---- DADOS FORNECIDOS
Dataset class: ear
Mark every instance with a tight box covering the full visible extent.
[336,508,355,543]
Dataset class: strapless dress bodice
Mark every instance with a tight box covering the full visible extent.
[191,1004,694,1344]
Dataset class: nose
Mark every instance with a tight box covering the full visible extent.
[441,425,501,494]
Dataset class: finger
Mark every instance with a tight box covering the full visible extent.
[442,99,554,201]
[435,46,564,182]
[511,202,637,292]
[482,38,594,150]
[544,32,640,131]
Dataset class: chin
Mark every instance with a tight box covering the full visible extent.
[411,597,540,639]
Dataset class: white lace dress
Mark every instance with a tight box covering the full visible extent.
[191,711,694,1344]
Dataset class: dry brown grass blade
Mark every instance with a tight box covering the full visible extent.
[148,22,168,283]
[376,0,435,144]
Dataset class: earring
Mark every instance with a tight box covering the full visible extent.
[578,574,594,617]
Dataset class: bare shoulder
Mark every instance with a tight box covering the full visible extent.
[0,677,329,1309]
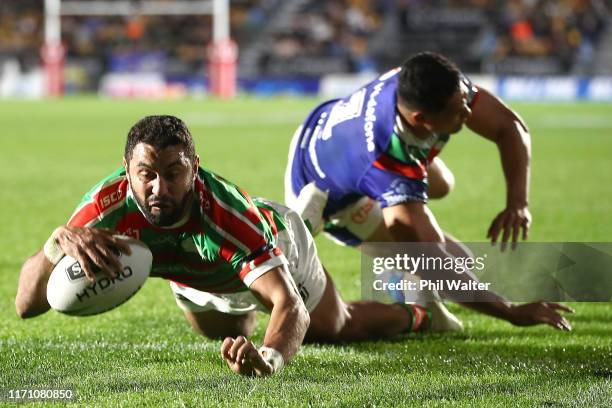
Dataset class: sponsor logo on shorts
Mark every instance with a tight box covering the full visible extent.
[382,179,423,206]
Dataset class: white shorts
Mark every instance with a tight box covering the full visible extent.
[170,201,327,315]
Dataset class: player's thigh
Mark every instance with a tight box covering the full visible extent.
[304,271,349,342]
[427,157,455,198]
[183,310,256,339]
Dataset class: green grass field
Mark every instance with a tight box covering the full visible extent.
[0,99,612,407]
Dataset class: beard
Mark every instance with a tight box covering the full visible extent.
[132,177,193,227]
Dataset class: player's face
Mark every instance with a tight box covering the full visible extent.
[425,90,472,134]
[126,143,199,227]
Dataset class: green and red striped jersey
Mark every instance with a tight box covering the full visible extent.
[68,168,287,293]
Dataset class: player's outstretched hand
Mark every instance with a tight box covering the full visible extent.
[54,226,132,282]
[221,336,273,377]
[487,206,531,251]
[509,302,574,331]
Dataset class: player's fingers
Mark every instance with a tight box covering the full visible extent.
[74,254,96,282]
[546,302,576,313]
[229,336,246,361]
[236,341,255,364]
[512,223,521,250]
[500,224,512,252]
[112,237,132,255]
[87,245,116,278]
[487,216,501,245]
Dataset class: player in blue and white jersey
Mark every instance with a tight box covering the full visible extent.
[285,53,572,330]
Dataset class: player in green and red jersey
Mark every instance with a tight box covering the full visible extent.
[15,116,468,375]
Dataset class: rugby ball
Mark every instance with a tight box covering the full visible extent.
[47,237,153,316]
--------
# ENUNCIADO DA TAREFA:
Transcreva todas as linhas dos dados acima sem nenhuma alteração, deixando as imagens de fora.

# RESPOSTA FINAL:
Dataset class: ear
Mark every instance with a tight box covering the full visible extent.
[336,508,355,543]
Dataset class: strapless dress bodice
Mark every instance with a tight box covering the full visible extent.
[191,1004,694,1344]
Dataset class: nose
Mark every instance with a tight box covering the full visible extent.
[441,425,501,494]
Dataset class: finger
Mark every instance with a tight box covering the full visible extent.
[442,99,554,201]
[435,46,564,182]
[511,202,637,292]
[482,38,594,150]
[544,32,640,131]
Dataset class: chin
Mark every instance with a tight box covering the full visible extent.
[411,597,540,639]
Dataset class: white lace dress
Mark every instance with a tight box covering the full visible extent.
[191,711,694,1344]
Dataset class: dry brown grass blade
Mark every instance with a tight box covering the full visible extent.
[148,22,168,283]
[376,0,435,144]
Dataset class: earring
Mark every instance with a tight box covering the full visible extent.
[578,574,594,617]
Dataset class: bare shoulder
Mark every instance with a tight box covering the full visible extent.
[0,677,329,1309]
Dataset class: sponsor logo on shorts
Mark every instance with a tight box covering the full visible extent.
[382,179,423,206]
Dataset class: white shorts
Mark every instance with a tight box covering the full visible extent.
[170,201,327,315]
Dataset class: player's thigh
Mark every instance with a tight box covering the full visible extent.
[304,271,349,342]
[427,157,455,198]
[183,310,256,339]
Dataset class: green grass field
Mark every instance with a tight box covering the full visible extent.
[0,99,612,407]
Dataset class: beard
Mark every instance with a tight box covering the full visible extent.
[132,177,193,227]
Dataset class: player's face
Mark every instance with a tight box covering the full visible extent.
[425,90,472,134]
[126,143,199,227]
Dataset class: green and red striped jersey
Mark every instance with a tight box covering the full visible extent.
[68,168,287,293]
Dataset class: player's outstretched hand
Mark every instance with a tight box covering the full visible extent.
[54,226,132,282]
[221,336,273,377]
[487,206,531,251]
[509,302,574,331]
Dataset class: player's fingers
Mark every instance with a tight box covering the full visible extent.
[74,254,96,282]
[546,302,576,313]
[229,336,246,361]
[236,341,255,364]
[512,223,521,250]
[500,224,512,252]
[112,237,132,255]
[87,245,116,278]
[487,216,501,245]
Dataset class: player in blue and white jersey
Mark every instance with a tight box covering the full visible extent.
[285,53,572,330]
Dataset class: player in green and red jersey
Mark every instance with a tight box covering the full visible extent.
[15,116,468,375]
Dataset class: rugby ball
Mark every instance with a tight box covering the full visible extent.
[47,237,153,316]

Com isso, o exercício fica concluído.